[Excerpt]

Injuries and hospital admissions involving sharable two-wheeled electric scooters are on the rise in the U.S., a new study finds.
Most concerning, researchers say, is that nearly a third of patients showing up at hospitals after an accident involving the powered, standing scooters had a head injury.
“While most people recover from head injuries, there is going to be a subset with long term disability and life changes,” said coauthor Dr. Benjamin Breyer of the University of California, San Francisco. “I would like people to be aware of the risks and protect themselves.”
It probably shouldn’t be a surprise that people are turning up in EDs with injuries associated with electric scooters, Dr. Breyer said. “The market was flooded with these scooters,” he said.
One big problem is that riders often don’t wear helmets, Dr. Breyer said. And it’s not clear how to fix that problem because the decision to take an e-scooter can be spur of the moment, he added.
Although concerned about injuries, Dr. Breyer isn’t anti-scooter.
“I think it’s a great way to promote active commuting and get people out of their cars,” he said.
To take a closer look at the rate of injuries around the nation involving electric scooters, Dr. Breyer and colleagues turned to the National Electronic Injury Surveillance System (NEISS), which provides estimates of the number of injured people turning up at U.S. emergency rooms based on a sample of hospitals.
As reported in JAMA Surgery, the researchers discovered that e-scooter injury rates had increased dramatically in just four years: the incidence more than doubled during those years, rising from 6 per 100,000 in the population to 19 per 100,000.
Of the estimated 14,651 e-scooter-related injuries in 2018, 4,658, or 32 percent, involved the head. Upper extremity injuries totaled 3,747 in 2018, up more than three-fold from 1,083 in 2014, while lower-extremity injuries also rose nearly three-fold from 1,721 to 4,707.
People ages 18 to 34 were the most likely to sustain e-scooter injuries. During the study period, hospital admissions in this age group skyrocketed, rising by 354 percent.
Dr. Breyer points to a 2019 analysis of data from two hospitals in Southern California, which found just 4.8 percent of injured e-scooter riders were wearing helmets.
A coauthor of that study believes her paper and this new one probably underestimate how many injuries are occurring.
For one thing, “most doctors probably don’t even know that there is a code for injuries that are scooter related,” said Dr. Joann Elmore, a professor of medicine at the University of California, Los Angeles, who wasn’t involved in the current study. And the studies “don’t include the likely more common and more numerous outpatient visits to primary care providers.”

[/Excerpt]
[Input data]

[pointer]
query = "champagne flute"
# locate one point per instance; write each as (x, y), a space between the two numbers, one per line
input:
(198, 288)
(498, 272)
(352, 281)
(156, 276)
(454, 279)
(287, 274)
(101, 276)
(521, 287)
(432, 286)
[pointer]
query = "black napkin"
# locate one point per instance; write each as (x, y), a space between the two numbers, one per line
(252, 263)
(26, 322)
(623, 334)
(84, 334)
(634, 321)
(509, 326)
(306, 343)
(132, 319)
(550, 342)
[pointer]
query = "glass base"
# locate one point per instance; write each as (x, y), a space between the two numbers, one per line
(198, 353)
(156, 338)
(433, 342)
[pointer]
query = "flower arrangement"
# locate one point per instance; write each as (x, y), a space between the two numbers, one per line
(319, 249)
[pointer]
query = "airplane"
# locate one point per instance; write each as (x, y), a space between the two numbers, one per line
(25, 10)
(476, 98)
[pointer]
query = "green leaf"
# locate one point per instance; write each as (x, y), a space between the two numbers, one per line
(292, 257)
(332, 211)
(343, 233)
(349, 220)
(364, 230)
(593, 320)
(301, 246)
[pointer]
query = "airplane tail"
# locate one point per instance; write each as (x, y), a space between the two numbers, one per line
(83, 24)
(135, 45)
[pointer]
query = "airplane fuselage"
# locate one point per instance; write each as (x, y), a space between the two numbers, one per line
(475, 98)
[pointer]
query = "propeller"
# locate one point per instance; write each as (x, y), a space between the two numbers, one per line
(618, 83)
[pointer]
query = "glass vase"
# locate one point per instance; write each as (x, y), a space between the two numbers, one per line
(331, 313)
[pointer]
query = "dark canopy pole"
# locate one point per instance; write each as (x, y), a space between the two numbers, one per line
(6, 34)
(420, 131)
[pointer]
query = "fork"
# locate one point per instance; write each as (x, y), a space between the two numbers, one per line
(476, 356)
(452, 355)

[/Input data]

* **Work instructions**:
(a) In the scooter-injury article, what percentage of injured e-scooter riders were wearing helmets according to the 2019 analysis of two Southern California hospitals?
(b) Transcribe the passage of the scooter-injury article that starts at the words "Although concerned about" and stops after the words "19 per 100,000.".

* **Answers for this exercise**:
(a) 4.8 percent

(b)
Although concerned about injuries, Dr. Breyer isn’t anti-scooter.
“I think it’s a great way to promote active commuting and get people out of their cars,” he said.
To take a closer look at the rate of injuries around the nation involving electric scooters, Dr. Breyer and colleagues turned to the National Electronic Injury Surveillance System (NEISS), which provides estimates of the number of injured people turning up at U.S. emergency rooms based on a sample of hospitals.
As reported in JAMA Surgery, the researchers discovered that e-scooter injury rates had increased dramatically in just four years: the incidence more than doubled during those years, rising from 6 per 100,000 in the population to 19 per 100,000.